▶ [Exercise material]:

------

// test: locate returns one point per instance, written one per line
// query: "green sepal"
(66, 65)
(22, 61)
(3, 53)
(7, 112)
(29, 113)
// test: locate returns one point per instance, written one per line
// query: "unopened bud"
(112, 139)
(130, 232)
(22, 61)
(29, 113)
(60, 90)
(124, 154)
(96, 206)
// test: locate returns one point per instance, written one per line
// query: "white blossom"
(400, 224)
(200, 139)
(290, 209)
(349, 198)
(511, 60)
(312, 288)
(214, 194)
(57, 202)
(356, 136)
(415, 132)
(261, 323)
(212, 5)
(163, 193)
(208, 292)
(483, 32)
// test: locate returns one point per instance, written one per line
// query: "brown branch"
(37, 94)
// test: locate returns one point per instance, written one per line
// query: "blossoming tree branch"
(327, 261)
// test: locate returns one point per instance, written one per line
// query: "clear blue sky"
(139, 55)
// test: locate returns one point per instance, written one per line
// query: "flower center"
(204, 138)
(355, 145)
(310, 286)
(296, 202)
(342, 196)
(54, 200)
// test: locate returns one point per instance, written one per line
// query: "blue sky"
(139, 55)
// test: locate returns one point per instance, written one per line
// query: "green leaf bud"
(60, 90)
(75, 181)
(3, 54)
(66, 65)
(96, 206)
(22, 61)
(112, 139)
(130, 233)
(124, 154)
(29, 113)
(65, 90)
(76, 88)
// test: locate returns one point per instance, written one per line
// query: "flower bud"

------

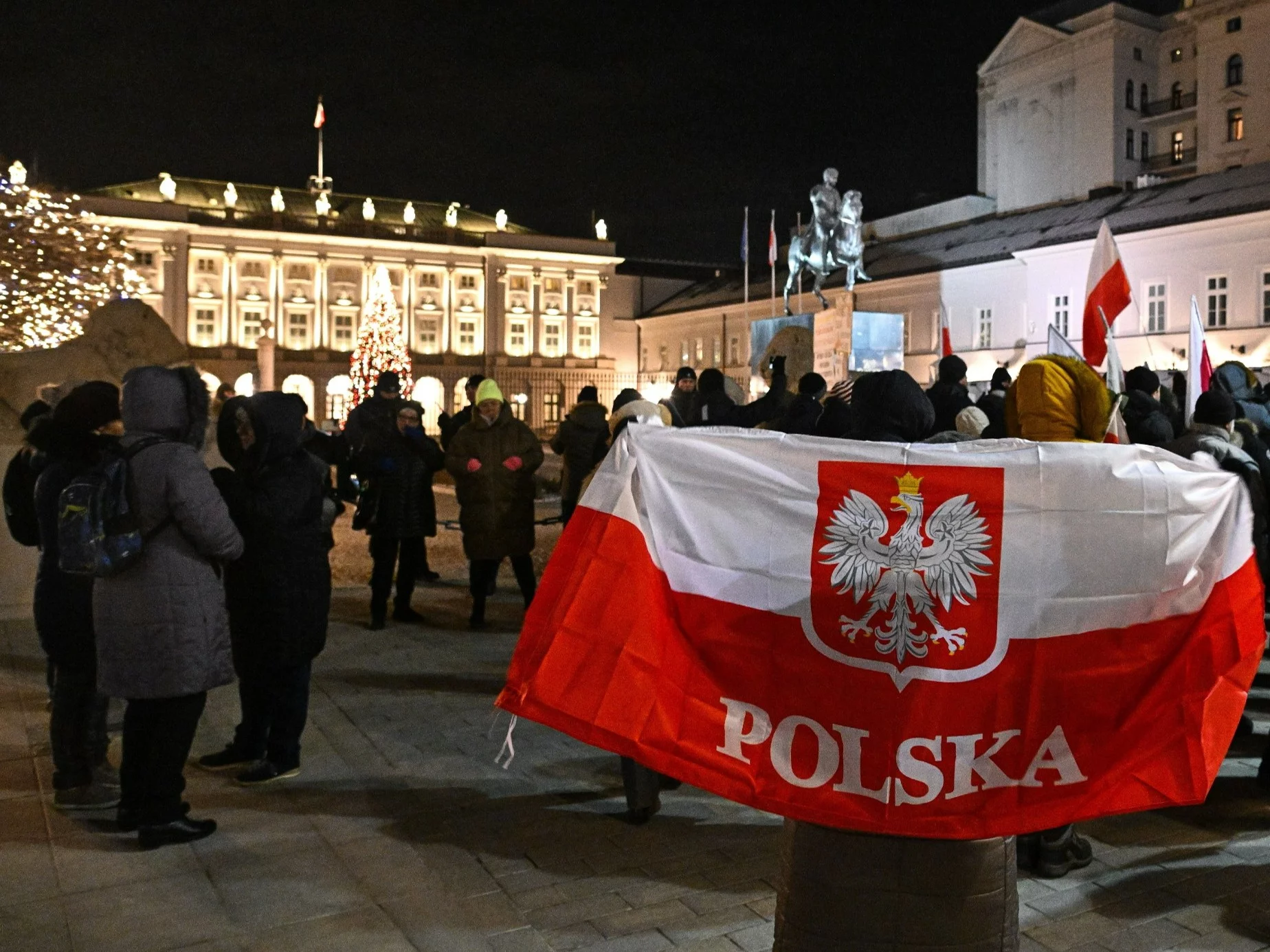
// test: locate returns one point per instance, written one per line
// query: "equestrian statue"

------

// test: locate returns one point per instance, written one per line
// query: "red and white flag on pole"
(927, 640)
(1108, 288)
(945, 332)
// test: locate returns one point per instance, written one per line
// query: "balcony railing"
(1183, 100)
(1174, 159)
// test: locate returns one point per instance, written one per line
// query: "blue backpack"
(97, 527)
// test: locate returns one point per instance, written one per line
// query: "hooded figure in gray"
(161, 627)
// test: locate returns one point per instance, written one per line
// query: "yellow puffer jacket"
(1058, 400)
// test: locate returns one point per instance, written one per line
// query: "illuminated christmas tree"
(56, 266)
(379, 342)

------

▶ [Set task]:
Gather every line from the records above that contains the word "flower", copying each line in full.

▶ [Solved problem]:
// query: "flower center"
// query: "flower bud"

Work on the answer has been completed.